• Materiale fornito:
"""

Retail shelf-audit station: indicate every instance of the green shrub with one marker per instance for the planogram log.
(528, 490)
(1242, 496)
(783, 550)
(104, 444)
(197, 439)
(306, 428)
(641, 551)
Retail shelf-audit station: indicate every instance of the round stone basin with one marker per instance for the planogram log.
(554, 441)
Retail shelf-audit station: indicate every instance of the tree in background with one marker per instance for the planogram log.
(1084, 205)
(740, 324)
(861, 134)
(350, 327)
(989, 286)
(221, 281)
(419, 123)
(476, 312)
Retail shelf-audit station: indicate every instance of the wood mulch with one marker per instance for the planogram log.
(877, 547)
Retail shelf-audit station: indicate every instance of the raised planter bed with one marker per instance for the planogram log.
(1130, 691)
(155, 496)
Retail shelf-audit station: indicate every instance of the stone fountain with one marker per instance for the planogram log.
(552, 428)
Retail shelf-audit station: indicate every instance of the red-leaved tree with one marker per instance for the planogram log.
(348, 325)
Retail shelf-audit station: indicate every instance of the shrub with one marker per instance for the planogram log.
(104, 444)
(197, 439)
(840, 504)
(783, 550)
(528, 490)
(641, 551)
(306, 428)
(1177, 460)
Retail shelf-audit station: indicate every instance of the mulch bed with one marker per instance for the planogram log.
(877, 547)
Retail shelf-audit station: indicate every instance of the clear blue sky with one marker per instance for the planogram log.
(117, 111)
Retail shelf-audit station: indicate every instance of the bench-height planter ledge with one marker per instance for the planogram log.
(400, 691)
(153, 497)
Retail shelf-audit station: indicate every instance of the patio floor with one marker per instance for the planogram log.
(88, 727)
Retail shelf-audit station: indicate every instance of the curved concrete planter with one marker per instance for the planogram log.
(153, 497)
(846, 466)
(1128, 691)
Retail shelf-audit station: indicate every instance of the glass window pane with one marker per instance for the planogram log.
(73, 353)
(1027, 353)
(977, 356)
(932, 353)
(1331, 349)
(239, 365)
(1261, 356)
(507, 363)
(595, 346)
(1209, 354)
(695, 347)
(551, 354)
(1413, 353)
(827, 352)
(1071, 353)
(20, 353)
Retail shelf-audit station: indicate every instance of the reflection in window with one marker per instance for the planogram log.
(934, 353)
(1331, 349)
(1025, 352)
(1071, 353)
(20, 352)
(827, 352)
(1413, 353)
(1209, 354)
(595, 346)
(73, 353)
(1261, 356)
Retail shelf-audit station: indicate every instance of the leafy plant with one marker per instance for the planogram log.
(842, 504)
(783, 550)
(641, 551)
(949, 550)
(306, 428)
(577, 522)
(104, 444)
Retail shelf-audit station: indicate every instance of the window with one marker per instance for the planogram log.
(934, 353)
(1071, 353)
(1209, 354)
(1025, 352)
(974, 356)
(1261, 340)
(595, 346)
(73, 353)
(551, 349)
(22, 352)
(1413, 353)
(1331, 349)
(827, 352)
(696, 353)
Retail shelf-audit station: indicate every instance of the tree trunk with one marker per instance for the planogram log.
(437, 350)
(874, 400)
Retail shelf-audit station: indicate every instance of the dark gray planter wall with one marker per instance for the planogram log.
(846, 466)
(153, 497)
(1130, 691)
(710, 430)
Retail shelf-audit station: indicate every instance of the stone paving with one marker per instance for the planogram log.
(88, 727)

"""
"""

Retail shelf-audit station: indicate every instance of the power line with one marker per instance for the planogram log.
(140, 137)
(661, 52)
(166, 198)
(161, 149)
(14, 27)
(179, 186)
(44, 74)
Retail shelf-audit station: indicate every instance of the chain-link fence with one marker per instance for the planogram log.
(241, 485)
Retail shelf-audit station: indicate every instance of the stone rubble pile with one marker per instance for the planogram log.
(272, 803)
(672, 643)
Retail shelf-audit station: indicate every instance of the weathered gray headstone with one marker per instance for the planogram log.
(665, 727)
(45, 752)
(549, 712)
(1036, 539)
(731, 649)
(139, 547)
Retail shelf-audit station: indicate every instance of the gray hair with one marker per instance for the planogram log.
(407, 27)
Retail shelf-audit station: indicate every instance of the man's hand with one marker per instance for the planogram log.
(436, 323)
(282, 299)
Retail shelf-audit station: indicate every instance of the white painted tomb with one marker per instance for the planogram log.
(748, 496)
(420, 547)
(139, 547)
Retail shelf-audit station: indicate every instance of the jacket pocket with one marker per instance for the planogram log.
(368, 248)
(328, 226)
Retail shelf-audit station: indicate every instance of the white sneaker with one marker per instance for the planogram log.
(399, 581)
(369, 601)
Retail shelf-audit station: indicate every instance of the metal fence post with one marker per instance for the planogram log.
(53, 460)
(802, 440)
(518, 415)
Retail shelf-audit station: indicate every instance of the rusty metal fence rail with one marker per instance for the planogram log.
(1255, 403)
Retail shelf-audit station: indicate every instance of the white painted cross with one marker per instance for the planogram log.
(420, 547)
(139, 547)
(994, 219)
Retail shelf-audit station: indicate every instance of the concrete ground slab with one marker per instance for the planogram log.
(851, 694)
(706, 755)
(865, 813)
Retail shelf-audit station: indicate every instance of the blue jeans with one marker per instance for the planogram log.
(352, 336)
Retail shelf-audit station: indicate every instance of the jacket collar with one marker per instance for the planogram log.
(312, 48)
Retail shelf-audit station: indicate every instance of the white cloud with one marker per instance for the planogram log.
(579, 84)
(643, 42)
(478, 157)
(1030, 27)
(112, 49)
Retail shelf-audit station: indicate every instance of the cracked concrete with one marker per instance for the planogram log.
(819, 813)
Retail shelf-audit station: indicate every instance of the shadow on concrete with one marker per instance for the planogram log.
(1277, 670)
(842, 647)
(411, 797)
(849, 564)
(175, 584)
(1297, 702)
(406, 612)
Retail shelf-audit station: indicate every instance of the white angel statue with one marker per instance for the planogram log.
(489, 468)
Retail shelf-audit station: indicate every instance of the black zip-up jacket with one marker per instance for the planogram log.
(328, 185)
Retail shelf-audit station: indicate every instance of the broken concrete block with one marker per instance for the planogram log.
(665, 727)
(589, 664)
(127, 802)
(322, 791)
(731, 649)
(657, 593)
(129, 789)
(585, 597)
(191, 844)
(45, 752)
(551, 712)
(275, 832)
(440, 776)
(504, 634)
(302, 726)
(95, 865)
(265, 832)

"""
"""

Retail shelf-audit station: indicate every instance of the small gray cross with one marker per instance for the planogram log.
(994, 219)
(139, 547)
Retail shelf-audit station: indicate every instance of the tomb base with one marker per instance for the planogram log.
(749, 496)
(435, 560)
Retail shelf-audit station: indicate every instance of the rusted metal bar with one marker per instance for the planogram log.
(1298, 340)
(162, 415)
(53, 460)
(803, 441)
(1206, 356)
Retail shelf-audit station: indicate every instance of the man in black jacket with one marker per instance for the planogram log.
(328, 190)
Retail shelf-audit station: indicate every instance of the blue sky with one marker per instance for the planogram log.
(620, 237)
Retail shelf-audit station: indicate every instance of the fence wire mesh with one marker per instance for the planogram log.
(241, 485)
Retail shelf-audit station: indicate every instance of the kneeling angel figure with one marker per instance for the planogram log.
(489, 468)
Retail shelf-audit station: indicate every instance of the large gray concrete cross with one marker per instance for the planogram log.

"""

Indica quante righe qui sopra contengono la parola "angel", scrivendo soltanto il numero.

2